待辦事項:
1) 關於主權與自決的文章把「公民自決」分成幾種可能？請逐一列出每一種可能的條件組合，不必附上例子。
2) 請根據關於主權與自決的文章，回答下列問題：
(a) 文中說「國際不接受」還分成哪兩種？
(b) 科索沃在哪一年脫離塞爾維亞？
(c) 對於科索沃爭取獨立，華盛頓採取什麼立場？
3) 請把關於主權與自決的文章中從「不管那一地區要公民自決,有些」到「in severing ties.」的那一段逐字照抄下來。

----- 文件段落

2014年3月9日 星期日

「主權」 與 「自決」 的辯證關係



(Ajin 開口)
這篇非常有趣,把整個國際法,公民自決,邦國主權等的關係作一番檢驗。到底「主權」 「自決」 的辯證關係是啥?
不管那一地區要公民自決,有些受某國支持,有些不支持,到底理由何在?有的受該母國之同意,有的須要與母國對抗;有些公民自我清一色的選擇,國際卻干涉;有些公民叫到死去活來,國際也完全不鳥。
這麼多不同的狀況,不同的解釋,最糟糕的是用同一個名詞「國際法」,更糟糕的是「國際法」根本毫無標準,也沒人具有維持「國際法」秩序的能耐!
「公民自決」用數學的排列組合共有四種可能:
  1. 母國同意,國際接受,如:蘇格蘭,傀北克
  2. 母國同意,國際不接受,如:目前想不出例子。
  3. 母國不同意,國際接受,如:東蒂文,科索沃
  4. 母國不同意,國際不接受,如:圖博,維吾爾,目前的克理米亞
「國際不接受」還分兩種,一是反對,二是不表態。另外還要加上陣營的顏色,才能準確。國際並非都清一色地共識。以科索沃為例,西方接受,俄羅斯陣營反對。
若要讓整個狀況複雜到幾乎無解,那就還須要考慮另一情況,誰是母國?連母國資格的承認都有爭議。這情況就是以台澎及巴勒斯坦為最棘手了。


Sovereignty vs. Self-Rule: Crimea Reignites Battle
By PETER BAKERMARCH 8, 2014
WASHINGTON — They wanted to break away from a country they considered hostile. The central government cried foul, calling it a violation of international law. But with the help of a powerful foreign military, they succeeded in severing ties.
The Kosovars’ secession from Serbia in 1999 drove a deep wedge between the United States and Russia that soured relations for years. Washington supported Kosovo’s bid for independence, culminating in 2008, while Moscow saw it as an infringement of Serbia’s sovereignty.

----------
----- 資料記錄

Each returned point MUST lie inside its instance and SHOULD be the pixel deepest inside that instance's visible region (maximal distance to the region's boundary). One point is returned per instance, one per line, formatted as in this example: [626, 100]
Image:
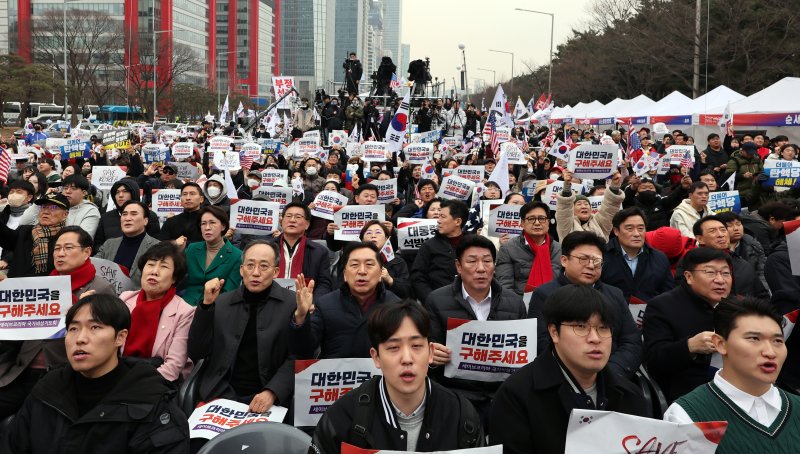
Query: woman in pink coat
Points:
[160, 320]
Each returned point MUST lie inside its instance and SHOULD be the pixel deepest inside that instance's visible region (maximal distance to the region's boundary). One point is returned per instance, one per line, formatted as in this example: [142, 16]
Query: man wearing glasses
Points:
[582, 260]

----------

輸出結果:
1)
母國同意，國際接受
母國同意，國際不接受
母國不同意，國際接受
母國不同意，國際不接受

2)
(a) 一是反對，二是不表態。
(b) 1999年。
(c) 華盛頓支持科索沃爭取獨立。

3)
不管那一地區要公民自決,有些受某國支持,有些不支持,到底理由何在?有的受該母國之同意,有的須要與母國對抗;有些公民自我清一色的選擇,國際卻干涉;有些公民叫到死去活來,國際也完全不鳥。
這麼多不同的狀況,不同的解釋,最糟糕的是用同一個名詞「國際法」,更糟糕的是「國際法」根本毫無標準,也沒人具有維持「國際法」秩序的能耐!
「公民自決」用數學的排列組合共有四種可能:
  1. 母國同意,國際接受,如:蘇格蘭,傀北克
  2. 母國同意,國際不接受,如:目前想不出例子。
  3. 母國不同意,國際接受,如:東蒂文,科索沃
  4. 母國不同意,國際不接受,如:圖博,維吾爾,目前的克理米亞
「國際不接受」還分兩種,一是反對,二是不表態。另外還要加上陣營的顏色,才能準確。國際並非都清一色地共識。以科索沃為例,西方接受,俄羅斯陣營反對。
若要讓整個狀況複雜到幾乎無解,那就還須要考慮另一情況,誰是母國?連母國資格的承認都有爭議。這情況就是以台澎及巴勒斯坦為最棘手了。


Sovereignty vs. Self-Rule: Crimea Reignites Battle
By PETER BAKERMARCH 8, 2014
WASHINGTON — They wanted to break away from a country they considered hostile. The central government cried foul, calling it a violation of international law. But with the help of a powerful foreign military, they succeeded in severing ties.